Records taken from a collection:
* * * *

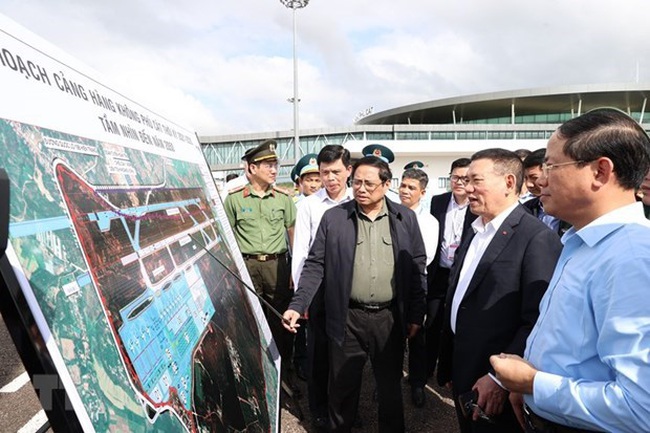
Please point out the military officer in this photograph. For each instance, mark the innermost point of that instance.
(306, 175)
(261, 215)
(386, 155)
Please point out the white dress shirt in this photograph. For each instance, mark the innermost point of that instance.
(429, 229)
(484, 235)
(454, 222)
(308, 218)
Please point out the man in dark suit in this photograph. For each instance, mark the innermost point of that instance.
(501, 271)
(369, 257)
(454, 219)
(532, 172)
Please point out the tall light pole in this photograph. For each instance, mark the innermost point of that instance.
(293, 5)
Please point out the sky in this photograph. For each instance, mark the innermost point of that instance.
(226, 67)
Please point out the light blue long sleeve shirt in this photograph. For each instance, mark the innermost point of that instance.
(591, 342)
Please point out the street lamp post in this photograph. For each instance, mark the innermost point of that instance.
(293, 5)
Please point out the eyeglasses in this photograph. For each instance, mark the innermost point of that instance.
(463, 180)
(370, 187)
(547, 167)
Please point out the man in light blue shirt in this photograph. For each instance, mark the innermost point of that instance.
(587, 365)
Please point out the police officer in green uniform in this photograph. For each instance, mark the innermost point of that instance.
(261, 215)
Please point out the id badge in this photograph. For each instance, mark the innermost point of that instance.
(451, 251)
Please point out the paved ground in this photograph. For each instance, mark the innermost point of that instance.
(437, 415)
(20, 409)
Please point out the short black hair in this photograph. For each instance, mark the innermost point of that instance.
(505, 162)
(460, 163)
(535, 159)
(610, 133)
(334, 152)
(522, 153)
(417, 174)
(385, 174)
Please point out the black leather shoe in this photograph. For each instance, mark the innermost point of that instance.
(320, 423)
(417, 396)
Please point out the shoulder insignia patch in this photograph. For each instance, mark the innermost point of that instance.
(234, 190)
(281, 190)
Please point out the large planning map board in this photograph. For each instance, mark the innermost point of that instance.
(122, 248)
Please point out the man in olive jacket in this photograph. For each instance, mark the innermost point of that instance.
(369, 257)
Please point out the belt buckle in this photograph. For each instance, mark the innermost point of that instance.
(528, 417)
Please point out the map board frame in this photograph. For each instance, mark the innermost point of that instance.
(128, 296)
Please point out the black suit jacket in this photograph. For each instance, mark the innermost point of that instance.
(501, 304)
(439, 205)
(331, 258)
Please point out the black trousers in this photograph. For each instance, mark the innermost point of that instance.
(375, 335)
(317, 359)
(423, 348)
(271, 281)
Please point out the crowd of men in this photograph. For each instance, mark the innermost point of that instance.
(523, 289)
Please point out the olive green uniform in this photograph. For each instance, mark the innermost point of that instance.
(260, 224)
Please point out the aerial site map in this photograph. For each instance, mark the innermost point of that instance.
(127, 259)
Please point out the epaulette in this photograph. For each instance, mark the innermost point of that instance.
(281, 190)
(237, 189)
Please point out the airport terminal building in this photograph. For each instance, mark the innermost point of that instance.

* * * *

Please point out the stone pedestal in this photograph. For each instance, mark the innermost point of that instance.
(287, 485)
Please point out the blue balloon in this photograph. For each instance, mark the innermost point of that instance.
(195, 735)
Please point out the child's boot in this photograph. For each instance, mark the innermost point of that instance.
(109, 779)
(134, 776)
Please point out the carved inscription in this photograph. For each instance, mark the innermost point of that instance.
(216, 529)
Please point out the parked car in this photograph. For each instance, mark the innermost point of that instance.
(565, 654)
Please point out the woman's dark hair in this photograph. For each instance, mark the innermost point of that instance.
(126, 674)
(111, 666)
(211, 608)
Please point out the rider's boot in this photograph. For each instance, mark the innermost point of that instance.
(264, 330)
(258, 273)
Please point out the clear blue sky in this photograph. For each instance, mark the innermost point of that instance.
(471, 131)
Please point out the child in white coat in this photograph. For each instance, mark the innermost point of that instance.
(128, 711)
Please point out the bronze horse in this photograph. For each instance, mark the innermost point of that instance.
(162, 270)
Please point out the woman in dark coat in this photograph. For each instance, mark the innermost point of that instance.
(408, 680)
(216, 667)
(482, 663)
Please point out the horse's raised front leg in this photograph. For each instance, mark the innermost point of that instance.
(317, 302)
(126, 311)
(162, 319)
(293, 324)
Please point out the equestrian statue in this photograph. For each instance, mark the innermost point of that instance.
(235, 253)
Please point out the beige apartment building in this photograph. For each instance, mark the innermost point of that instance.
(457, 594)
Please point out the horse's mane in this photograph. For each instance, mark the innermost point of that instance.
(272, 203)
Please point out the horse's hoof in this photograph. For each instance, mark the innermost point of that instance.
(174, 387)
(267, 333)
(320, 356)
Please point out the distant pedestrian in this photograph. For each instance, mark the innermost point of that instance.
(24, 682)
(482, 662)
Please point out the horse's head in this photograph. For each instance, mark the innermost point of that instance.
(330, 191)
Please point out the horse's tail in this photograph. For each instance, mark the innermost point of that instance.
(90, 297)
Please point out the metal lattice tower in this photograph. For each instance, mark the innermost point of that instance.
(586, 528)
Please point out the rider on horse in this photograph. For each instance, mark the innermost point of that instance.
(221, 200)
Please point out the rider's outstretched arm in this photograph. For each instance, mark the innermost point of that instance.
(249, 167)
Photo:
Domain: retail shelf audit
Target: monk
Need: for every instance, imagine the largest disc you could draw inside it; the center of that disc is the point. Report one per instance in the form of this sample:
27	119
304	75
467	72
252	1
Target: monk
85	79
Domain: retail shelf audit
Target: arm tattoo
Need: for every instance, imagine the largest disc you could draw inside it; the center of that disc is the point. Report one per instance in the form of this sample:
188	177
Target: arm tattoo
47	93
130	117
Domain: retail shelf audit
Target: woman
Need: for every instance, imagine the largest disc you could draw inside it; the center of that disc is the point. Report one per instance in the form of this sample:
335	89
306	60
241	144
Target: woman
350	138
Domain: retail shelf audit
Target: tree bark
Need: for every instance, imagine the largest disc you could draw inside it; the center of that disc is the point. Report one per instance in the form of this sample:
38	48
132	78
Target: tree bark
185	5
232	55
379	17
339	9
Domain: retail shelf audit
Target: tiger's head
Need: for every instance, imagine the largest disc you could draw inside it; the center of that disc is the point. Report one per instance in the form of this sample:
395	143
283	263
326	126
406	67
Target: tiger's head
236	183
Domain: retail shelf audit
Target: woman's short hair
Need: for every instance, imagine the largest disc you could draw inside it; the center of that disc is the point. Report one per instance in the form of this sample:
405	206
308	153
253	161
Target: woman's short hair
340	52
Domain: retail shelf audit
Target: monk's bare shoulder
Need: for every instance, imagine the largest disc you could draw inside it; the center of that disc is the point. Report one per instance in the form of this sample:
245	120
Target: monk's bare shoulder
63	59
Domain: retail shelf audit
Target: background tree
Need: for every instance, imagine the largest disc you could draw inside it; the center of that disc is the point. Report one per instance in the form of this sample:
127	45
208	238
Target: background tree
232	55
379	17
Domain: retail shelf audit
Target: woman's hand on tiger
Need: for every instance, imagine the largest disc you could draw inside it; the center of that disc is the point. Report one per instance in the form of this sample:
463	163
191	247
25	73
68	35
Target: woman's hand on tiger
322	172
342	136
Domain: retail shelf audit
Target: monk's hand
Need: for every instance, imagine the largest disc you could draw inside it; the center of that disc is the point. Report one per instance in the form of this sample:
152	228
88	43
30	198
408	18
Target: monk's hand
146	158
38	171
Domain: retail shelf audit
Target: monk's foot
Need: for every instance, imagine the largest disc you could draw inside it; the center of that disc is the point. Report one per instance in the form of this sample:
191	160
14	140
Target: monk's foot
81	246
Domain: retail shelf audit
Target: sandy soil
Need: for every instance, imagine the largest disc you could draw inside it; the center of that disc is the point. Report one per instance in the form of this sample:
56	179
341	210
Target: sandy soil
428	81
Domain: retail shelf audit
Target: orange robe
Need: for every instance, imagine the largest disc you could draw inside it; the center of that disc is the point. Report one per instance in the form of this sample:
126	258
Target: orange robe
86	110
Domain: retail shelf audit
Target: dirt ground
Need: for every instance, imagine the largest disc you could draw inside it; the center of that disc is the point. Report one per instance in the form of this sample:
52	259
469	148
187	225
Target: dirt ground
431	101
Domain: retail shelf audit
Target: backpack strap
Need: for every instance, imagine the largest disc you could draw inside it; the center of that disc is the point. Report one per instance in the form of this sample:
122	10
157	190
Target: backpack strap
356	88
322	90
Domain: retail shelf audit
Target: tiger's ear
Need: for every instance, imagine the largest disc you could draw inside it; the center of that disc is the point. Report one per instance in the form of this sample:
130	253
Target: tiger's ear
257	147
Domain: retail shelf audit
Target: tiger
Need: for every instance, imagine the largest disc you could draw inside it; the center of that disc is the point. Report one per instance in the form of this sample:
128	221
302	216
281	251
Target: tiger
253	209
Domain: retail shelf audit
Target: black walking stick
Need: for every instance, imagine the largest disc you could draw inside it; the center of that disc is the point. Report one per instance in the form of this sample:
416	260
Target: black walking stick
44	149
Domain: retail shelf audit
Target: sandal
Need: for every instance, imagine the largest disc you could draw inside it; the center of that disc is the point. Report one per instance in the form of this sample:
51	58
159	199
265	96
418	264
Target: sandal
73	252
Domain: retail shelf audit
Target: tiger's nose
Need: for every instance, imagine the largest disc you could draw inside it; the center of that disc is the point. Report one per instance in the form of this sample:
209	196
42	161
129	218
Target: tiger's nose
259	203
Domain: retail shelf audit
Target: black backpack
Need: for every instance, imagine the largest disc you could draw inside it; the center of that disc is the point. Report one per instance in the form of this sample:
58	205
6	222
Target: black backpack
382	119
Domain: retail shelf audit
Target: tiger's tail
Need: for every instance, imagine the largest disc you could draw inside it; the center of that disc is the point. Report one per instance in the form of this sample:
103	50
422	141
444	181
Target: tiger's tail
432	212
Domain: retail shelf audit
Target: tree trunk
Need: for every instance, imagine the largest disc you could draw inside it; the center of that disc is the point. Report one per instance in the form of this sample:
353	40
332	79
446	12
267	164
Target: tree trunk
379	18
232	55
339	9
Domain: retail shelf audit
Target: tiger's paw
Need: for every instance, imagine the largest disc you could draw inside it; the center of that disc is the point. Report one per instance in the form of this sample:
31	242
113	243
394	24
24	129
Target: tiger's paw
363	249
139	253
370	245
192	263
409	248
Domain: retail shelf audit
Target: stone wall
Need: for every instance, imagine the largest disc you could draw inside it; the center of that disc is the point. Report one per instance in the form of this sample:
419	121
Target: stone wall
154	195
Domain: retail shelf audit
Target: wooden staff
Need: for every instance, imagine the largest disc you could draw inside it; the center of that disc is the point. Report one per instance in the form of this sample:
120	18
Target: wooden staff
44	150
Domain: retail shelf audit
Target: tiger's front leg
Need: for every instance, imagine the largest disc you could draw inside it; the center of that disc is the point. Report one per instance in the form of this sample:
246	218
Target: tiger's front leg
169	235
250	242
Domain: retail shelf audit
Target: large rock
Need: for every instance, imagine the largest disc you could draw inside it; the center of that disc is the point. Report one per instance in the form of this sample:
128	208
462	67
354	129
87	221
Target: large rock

* * * *

Job:
Edit everything from the line containing "Please point out the map" down to the line containing "Please point out the airport", replacing "innermost" with "central" and leaving all else unchanged. Give back only those lines.

Final answer:
Please point out the map board frame in this photograph. For each instance, mark the central point of that instance.
(128, 296)
Please point out the black suit jacket in this photograph. For each instance, mark the central point of that instance.
(501, 304)
(439, 205)
(331, 258)
Please point out the black trousers in this photograph. For each instance, mark the central point of that instance.
(375, 335)
(317, 359)
(423, 348)
(271, 281)
Please point out the crowd of men in this photograph. For each instance, mark the central point of that instance.
(523, 289)
Please point out the olive green uniform in this photograph. For each instance, mark the central point of that instance.
(260, 224)
Please point out the aerial site map in this photograph. For each instance, mark the central point of that instance.
(127, 259)
Please point out the epaulette in this photograph. For each instance, mark the central point of that instance.
(281, 190)
(237, 189)
Please point out the airport terminal building in this photograph. For each instance, mark the central point of that instance.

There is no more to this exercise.